Many people with BPD report that under stress, they slide into “all good” or “all bad” views of themselves and others. Clinical summaries from sources such as Mayo Clinic describe unstable relationships and swings between idealising and devaluing others.

When someone flips into the “all bad” box, empathy for them can drop out of reach for a while. They may feel like an enemy. After the argument, once emotions cool, a person with BPD may swing back to seeing the same person as valued and dear, and feel heavy remorse for words or behaviour that happened during the split.

Shame And Self-Protection

Shame runs deep for many people with BPD. When that shame is triggered, a person may attack, withdraw, or appear frozen. From the outside, this can look cold or uncaring. Inside, the person often feels small, exposed, and desperate to stop the emotional pain.

How Treatment Relates To Empathy In BPD

Therapies And Skills That Shape Empathy

Treatment summaries from sources such as Mayo Clinic and the National Institute of Mental Health list dialectical behavior therapy (DBT), mentalization-based treatment, and other structured approaches for BPD. These therapies teach skills that change how empathy shows up in daily life.

  • Emotion regulation skills: naming feelings, lowering arousal, and slowing reactions.
  • Interpersonal skills: asking for needs, setting boundaries, and stepping back from “all or nothing” reactions.
  • Mentalizing skills: holding a curious stance toward your own mind and other people’s minds.

As these skills grow, space opens up between feeling another person’s pain and reacting to it. Empathy becomes less like a flood and more like a signal that can guide choices.

Table 2: Practical Ways People With BPD Can Work With Empathy

The second table gathers simple ideas that many clinicians suggest when helping people with BPD relate differently to their own empathy. These suggestions cannot replace personal care with a licensed professional, but they can give shape to tools you might bring into that setting.

Strategy What It Involves How It Can Help Empathy
Pause And Breathe Taking a brief break and using slow breathing when emotions spike. Gives the thinking brain time to re-engage so empathy does not vanish.
Name The Story Writing down what you think the other person feels and checking it later. Helps separate assumptions from what the other person actually said.
Use “Both-And” Language Practising phrases like “I care about you and I feel angry.” Builds room for mixed feelings instead of all-good or all-bad views.
Body Check-Ins Noticing where you feel tension, heat, or numbness during arguments. Signals when empathy is starting to shut down so you can slow the pace.

> **Extracted records**
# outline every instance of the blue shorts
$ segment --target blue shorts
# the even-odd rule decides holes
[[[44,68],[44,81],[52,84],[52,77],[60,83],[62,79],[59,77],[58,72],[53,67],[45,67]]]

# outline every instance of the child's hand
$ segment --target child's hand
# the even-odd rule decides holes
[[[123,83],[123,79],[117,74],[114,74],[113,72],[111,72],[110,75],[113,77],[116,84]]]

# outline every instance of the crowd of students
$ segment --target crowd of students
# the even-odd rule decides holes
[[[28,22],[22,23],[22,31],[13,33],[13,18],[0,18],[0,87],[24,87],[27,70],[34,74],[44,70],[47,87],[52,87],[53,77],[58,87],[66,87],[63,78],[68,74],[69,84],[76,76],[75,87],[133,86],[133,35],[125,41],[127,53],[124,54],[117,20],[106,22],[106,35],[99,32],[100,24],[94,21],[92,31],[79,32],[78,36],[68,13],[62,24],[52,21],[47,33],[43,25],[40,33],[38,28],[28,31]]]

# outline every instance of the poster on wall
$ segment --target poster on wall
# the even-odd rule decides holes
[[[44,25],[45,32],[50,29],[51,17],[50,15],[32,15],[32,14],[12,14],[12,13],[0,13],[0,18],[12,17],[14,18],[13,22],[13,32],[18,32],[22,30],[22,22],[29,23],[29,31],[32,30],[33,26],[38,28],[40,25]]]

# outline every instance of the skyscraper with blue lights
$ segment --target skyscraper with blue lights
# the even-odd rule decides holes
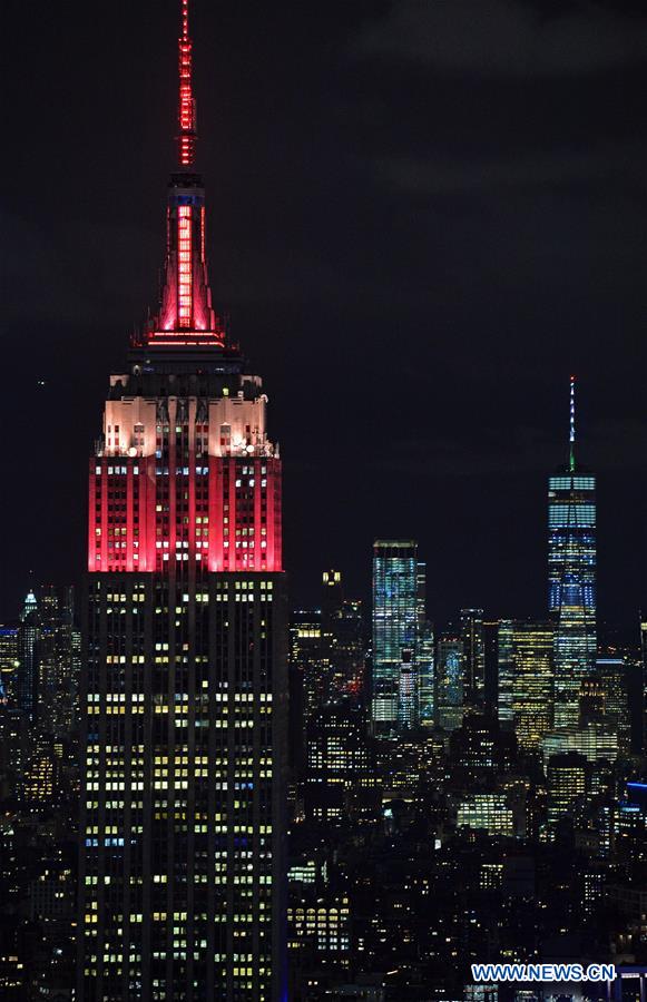
[[[385,735],[399,720],[403,651],[418,652],[421,626],[418,543],[375,540],[373,547],[373,730]]]
[[[555,726],[578,724],[578,692],[596,659],[596,478],[576,461],[575,377],[568,463],[548,482],[549,612],[556,622]]]

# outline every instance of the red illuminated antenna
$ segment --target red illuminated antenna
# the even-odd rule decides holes
[[[179,36],[179,166],[193,167],[197,139],[196,101],[193,96],[192,40],[188,33],[188,0],[182,0]]]

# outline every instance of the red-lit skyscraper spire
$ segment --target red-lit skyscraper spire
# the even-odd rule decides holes
[[[89,464],[77,998],[278,1002],[281,459],[262,380],[212,307],[179,3],[161,298]]]
[[[196,100],[193,94],[193,43],[188,33],[188,0],[182,0],[179,52],[179,166],[193,167],[197,139]]]
[[[166,216],[166,263],[158,312],[149,321],[144,344],[223,347],[225,330],[212,305],[205,252],[205,191],[193,170],[196,150],[196,100],[193,91],[193,42],[188,0],[182,0],[178,39],[178,164],[170,177]],[[141,342],[139,342],[141,343]]]

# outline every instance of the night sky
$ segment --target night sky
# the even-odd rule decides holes
[[[294,602],[326,566],[365,596],[404,536],[438,622],[545,615],[574,372],[600,615],[633,626],[643,0],[193,3],[212,285],[269,394]],[[84,567],[108,374],[156,305],[178,7],[6,2],[0,619]]]

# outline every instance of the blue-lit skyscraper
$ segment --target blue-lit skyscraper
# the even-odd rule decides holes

> **Instructions to follow**
In the passage on empathy in BPD, what does the "Name The Story" strategy involve?

> **Task answer**
Writing down what you think the other person feels and checking it later.